What is asked:
Gather every line of the material below that contains the word "silhouette", and copy each one in full.

Exercise data:
○ ○ ○ ○ ○

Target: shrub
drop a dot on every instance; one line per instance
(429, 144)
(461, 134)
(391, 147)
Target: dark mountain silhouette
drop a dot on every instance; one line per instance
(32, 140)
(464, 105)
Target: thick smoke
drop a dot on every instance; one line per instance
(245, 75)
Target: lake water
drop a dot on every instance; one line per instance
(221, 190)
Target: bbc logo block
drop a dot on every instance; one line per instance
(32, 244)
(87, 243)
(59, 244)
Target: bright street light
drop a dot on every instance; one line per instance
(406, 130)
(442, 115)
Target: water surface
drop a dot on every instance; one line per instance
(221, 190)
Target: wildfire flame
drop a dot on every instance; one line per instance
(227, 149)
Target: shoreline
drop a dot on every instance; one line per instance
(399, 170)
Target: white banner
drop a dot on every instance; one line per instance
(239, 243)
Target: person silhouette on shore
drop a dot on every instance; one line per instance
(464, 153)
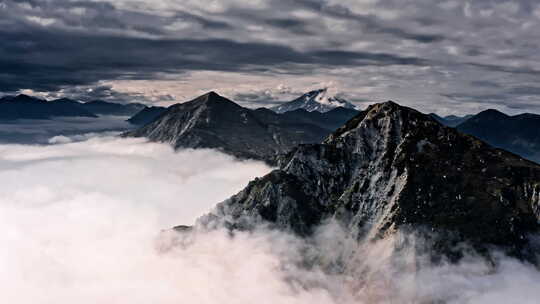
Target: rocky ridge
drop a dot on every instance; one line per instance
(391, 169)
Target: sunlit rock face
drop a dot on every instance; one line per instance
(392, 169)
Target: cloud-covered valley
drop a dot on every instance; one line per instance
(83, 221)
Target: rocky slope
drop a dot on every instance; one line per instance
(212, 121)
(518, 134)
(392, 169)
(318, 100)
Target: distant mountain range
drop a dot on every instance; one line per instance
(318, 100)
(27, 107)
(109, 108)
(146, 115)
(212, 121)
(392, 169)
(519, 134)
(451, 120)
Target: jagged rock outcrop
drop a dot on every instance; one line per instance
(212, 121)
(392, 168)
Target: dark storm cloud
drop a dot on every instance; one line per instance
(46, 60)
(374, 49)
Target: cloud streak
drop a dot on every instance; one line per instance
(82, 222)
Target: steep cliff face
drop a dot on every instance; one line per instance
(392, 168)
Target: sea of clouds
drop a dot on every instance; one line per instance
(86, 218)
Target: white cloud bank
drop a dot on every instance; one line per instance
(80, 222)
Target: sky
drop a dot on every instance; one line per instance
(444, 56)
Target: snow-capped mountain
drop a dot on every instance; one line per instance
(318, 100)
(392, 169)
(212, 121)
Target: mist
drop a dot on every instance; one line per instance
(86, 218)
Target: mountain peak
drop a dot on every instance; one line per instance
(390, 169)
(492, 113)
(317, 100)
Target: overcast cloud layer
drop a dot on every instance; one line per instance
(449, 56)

○ ○ ○ ○ ○

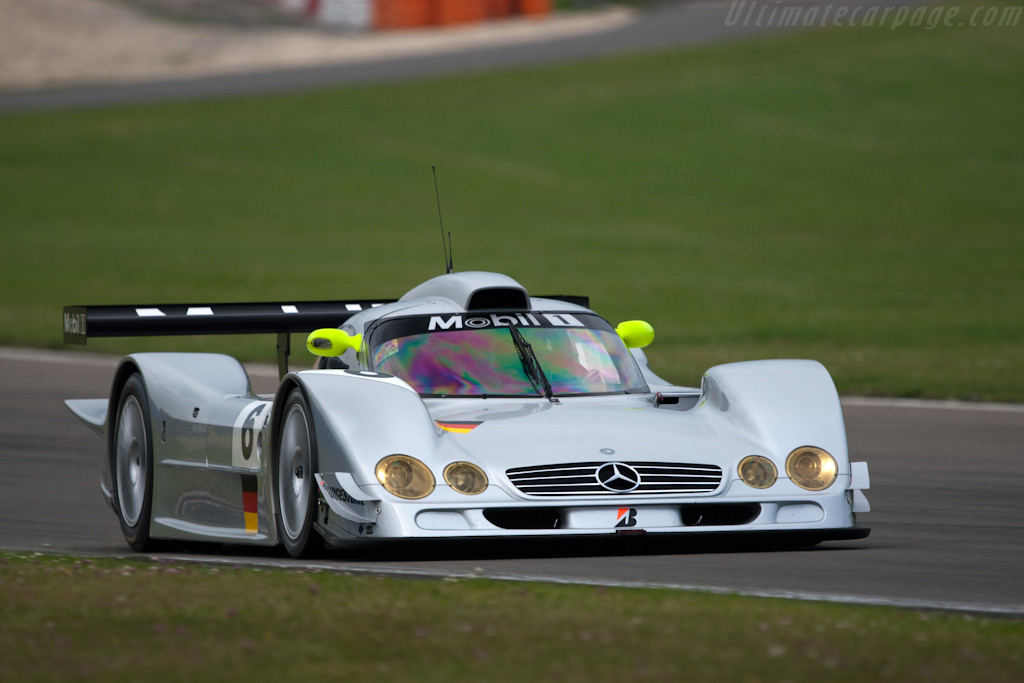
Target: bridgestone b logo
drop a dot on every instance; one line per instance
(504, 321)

○ ○ ○ ○ ○

Task result:
Target: dark mountain silhouette
Target: person silhouette on shore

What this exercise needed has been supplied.